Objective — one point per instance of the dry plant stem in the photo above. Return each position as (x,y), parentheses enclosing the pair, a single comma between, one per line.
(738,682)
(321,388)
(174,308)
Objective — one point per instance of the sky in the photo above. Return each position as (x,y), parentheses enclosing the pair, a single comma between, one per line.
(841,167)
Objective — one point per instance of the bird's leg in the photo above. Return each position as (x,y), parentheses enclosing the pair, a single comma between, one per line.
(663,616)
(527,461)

» PROBLEM DETAILS:
Lay out each line of all the records above as a numbered list, skipping any blank lines.

» EXERCISE ANSWER:
1. Objective — one point per instance of the dry plant stem in the photo above. Return each position as (x,y), parentheses enclosing the pair, a single comma between, one per line.
2. (738,682)
3. (321,388)
4. (174,308)
5. Objective — one point per instance of the sky in the photo above. Return each position as (x,y), parentheses enclosing the pair, a single comma between, one per line.
6. (841,167)
7. Objective — one point per instance of the bird's leg in the photo above. Return each position as (x,y), parentheses enclosing the pair, a single comma between, one per line.
8. (663,616)
9. (527,461)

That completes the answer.